■ Excerpted text ■
________________
July 8 (UPI) -- The COVID-19 pandemic has not rattled too many socially responsible investors into being conservative with their money, a new survey showed Wednesday.
The poll by Gallup and Wells Fargo shows that sustainable investments, or transactions motivated by both financial and utilitarian or social interests, did not decline too steeply in the weeks that followed the start of the health crisis.
Before the pandemic, 52 percent of all investors expressed interest in sustainable investments. In the middle of May, several weeks into the crisis, that figure had fallen by only 6 percent.
"Sustainable investing, also known as socially responsible or social impact investing, refers to investing in companies or funds that are aligned with one's social or political values," Gallup noted.
"Even though the market has partially recovered, its sharp decline earlier this year could conceivably have weakened investors' interest in sustainable investing, forcing them to focus more on their investments' risk level and potential for growth than on societal goals. That does not seem to have happened.
________________
■ Data extract ■
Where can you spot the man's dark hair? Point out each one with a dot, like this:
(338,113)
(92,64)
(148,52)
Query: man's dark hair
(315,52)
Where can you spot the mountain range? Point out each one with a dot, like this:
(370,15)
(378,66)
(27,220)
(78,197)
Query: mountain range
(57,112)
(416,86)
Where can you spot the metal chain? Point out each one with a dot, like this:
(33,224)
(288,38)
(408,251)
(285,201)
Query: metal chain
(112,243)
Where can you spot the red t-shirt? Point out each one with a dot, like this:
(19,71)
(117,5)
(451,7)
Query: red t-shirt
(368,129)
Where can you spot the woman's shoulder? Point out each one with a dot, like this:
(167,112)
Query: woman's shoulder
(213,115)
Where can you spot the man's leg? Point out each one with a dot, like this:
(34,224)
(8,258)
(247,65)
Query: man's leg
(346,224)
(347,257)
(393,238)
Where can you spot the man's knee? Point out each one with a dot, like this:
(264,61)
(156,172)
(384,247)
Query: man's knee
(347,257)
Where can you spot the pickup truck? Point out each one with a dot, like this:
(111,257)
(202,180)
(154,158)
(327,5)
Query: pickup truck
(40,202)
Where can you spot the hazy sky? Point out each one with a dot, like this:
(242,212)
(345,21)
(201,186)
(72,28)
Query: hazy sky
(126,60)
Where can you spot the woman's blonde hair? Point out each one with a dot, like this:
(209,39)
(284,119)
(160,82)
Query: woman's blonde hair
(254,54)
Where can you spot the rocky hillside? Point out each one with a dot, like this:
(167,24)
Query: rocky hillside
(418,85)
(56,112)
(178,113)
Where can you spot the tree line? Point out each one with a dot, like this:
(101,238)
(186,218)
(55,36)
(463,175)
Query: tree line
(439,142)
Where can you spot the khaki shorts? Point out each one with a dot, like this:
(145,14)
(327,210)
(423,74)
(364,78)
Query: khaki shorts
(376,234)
________________
■ About this exercise ■
In the article on the sustainable investing survey, copy word for word the stretch from "Before the pandemic, 52" through "only 6 percent.".

■ The answer ■
Before the pandemic, 52 percent of all investors expressed interest in sustainable investments. In the middle of May, several weeks into the crisis, that figure had fallen by only 6 percent.